▶ [AIM] Set down the line that contains "the grassy field." and every line after it to the end of the entries, exactly as they stand and nothing more.

▶ [PROVIDED RECORDS]
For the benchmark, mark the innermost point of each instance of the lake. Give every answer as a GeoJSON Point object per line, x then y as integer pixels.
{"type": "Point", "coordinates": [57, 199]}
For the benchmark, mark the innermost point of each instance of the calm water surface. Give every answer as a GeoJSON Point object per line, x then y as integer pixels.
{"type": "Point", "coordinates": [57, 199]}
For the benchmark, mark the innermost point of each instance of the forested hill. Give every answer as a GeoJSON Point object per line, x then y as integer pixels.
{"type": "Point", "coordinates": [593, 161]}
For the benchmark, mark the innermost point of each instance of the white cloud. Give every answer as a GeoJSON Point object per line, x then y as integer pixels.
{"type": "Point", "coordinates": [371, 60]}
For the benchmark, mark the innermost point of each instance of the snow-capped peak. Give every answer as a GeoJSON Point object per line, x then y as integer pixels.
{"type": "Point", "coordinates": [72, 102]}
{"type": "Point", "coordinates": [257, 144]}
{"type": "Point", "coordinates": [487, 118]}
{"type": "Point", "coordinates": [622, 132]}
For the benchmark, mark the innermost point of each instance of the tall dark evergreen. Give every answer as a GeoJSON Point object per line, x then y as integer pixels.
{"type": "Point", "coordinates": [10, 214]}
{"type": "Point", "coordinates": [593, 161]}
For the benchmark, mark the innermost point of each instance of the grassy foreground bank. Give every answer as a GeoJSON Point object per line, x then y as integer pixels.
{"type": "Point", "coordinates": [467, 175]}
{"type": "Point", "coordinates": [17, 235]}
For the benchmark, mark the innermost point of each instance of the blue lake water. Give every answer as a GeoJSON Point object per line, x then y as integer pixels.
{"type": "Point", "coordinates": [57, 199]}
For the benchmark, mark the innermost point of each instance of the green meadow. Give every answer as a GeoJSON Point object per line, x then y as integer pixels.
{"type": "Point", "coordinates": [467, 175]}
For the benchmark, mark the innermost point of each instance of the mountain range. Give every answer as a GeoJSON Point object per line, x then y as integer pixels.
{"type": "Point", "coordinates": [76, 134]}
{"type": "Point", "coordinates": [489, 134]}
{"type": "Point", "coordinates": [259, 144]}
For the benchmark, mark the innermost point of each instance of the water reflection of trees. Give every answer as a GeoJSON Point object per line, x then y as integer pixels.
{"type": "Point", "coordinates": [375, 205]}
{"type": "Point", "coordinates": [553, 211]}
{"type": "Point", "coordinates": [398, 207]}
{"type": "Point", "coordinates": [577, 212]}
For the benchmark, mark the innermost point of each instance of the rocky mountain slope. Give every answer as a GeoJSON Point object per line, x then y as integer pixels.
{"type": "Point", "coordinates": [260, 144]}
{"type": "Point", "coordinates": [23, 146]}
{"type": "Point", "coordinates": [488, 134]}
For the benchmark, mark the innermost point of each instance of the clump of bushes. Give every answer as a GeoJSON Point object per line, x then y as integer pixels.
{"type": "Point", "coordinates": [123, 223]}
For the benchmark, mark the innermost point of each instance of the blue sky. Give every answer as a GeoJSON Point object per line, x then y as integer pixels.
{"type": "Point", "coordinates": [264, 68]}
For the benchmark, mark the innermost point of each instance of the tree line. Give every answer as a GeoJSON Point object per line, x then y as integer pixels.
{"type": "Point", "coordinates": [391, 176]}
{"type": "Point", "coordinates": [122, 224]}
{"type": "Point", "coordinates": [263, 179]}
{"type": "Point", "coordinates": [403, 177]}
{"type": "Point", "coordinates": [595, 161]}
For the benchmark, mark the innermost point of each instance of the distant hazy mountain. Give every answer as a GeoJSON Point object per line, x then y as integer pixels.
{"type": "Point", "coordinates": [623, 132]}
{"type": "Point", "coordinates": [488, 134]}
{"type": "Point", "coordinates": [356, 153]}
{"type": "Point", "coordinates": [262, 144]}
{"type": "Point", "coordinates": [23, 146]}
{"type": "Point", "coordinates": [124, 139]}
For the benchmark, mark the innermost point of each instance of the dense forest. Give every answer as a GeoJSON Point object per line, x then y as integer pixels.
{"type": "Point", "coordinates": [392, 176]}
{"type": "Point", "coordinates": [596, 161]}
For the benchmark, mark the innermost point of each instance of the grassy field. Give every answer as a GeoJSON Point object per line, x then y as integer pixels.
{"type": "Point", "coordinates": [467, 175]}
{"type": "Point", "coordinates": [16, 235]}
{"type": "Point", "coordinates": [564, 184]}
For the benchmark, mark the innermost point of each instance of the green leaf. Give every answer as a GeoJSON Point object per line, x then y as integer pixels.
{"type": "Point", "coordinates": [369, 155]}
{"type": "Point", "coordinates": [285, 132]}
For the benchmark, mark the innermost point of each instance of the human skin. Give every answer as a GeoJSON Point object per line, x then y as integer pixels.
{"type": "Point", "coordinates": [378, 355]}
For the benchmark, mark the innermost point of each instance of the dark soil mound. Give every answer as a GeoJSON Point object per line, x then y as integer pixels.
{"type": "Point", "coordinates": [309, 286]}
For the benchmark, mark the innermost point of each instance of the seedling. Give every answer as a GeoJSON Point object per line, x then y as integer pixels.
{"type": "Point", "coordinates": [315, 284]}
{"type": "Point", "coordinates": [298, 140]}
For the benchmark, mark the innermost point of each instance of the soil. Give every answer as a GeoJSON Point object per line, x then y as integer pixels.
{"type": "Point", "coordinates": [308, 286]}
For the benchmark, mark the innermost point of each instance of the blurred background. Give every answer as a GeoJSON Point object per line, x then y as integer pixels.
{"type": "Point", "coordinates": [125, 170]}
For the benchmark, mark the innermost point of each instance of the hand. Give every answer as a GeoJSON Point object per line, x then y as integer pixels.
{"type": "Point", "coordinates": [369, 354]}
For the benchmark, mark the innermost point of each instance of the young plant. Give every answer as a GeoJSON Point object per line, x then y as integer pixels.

▶ [COMPLETE RESPONSE]
For the benchmark, mark the innermost point of each instance of the grassy field. Give every answer as a GeoJSON Point object per line, x then y as integer pixels.
{"type": "Point", "coordinates": [467, 175]}
{"type": "Point", "coordinates": [16, 235]}
{"type": "Point", "coordinates": [564, 184]}
For the benchmark, mark the innermost point of each instance of the green leaf. Give every answer as a GeoJSON Point object per line, x then y as integer pixels.
{"type": "Point", "coordinates": [369, 155]}
{"type": "Point", "coordinates": [285, 132]}
For the benchmark, mark the innermost point of each instance of the human skin. Give every answer as a GeoJSON Point object per line, x then y as integer pixels.
{"type": "Point", "coordinates": [378, 355]}
For the benchmark, mark the innermost point of each instance of the dark soil mound. Give every answer as a GeoJSON Point object per line, x then y as integer pixels.
{"type": "Point", "coordinates": [309, 286]}
For the benchmark, mark the innermost point of each instance of the seedling. Give every answer as a GeoJSON Point object per line, x then y as integer pixels.
{"type": "Point", "coordinates": [315, 284]}
{"type": "Point", "coordinates": [298, 140]}
For the benchmark, mark the innermost point of each instance of the soil. Give every answer as a GeoJSON Point object per line, x then y as integer pixels.
{"type": "Point", "coordinates": [308, 286]}
For the benchmark, mark the innermost point of each instance of the blurred background. Give every answer as a GeoJSON Point object per line, x then y as integer pixels.
{"type": "Point", "coordinates": [125, 170]}
For the benchmark, mark the innermost point of each instance of the hand. Give every answer as a GeoJSON Point object per line, x then y as integer pixels.
{"type": "Point", "coordinates": [369, 354]}
For the benchmark, mark the innermost point of each instance of the young plant. Give every answer as a GeoJSON Point object per line, x then y as integer pixels.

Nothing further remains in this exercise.